----- The records
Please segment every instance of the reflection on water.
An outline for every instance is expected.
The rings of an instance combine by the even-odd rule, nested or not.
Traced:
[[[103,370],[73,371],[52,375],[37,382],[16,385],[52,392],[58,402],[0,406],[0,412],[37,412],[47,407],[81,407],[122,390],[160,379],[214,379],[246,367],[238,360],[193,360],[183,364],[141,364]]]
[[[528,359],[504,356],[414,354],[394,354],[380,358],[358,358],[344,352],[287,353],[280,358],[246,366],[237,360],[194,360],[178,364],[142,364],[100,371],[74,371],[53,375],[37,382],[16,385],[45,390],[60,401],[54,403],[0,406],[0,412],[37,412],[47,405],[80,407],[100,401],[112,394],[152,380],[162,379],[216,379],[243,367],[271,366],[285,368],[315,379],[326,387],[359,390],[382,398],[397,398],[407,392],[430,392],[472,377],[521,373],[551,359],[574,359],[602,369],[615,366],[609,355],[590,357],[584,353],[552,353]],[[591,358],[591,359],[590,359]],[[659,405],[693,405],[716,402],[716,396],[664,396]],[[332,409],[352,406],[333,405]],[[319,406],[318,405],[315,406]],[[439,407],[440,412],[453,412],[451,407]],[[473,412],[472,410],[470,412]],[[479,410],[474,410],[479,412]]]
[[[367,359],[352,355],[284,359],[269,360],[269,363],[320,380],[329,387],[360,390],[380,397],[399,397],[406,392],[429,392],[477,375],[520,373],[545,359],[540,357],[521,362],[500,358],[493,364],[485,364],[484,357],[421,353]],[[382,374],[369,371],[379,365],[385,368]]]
----------
----- The records
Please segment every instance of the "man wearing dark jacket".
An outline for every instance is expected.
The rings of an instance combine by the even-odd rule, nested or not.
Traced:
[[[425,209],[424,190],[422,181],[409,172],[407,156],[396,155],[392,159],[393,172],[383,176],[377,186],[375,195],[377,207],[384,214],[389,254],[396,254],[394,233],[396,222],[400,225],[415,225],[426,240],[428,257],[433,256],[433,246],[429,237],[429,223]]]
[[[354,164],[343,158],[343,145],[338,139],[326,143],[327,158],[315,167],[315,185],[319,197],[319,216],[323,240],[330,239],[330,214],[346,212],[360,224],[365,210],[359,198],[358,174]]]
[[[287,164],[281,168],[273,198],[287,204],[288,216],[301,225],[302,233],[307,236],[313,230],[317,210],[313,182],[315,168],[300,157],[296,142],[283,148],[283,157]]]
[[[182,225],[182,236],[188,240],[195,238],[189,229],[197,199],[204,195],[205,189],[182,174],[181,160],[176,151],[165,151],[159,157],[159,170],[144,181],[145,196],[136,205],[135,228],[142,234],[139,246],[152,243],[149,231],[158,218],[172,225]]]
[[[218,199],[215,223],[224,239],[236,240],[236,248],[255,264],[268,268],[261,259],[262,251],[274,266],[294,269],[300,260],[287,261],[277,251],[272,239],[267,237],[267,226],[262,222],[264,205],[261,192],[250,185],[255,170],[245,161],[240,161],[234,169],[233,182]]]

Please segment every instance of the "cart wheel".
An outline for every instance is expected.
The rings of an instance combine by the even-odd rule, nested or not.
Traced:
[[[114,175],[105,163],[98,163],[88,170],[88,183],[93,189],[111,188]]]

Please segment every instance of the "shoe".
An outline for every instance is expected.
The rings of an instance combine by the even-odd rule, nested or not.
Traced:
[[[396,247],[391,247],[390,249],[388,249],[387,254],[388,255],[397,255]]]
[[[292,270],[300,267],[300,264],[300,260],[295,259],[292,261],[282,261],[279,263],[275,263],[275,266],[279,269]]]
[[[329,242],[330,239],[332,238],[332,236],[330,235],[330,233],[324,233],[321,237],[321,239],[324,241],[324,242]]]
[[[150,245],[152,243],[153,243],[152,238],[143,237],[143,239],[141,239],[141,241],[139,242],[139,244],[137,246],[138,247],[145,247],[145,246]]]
----------
[Work to complete] Pick out every line of the listing that contains the word "segment", and copy each one in full.

[Final result]
Please segment every instance of the reflection on water.
Please segment every instance of the "man wearing dark jacket".
Please segment every instance of the "cart wheel".
Please segment every instance of the "shoe".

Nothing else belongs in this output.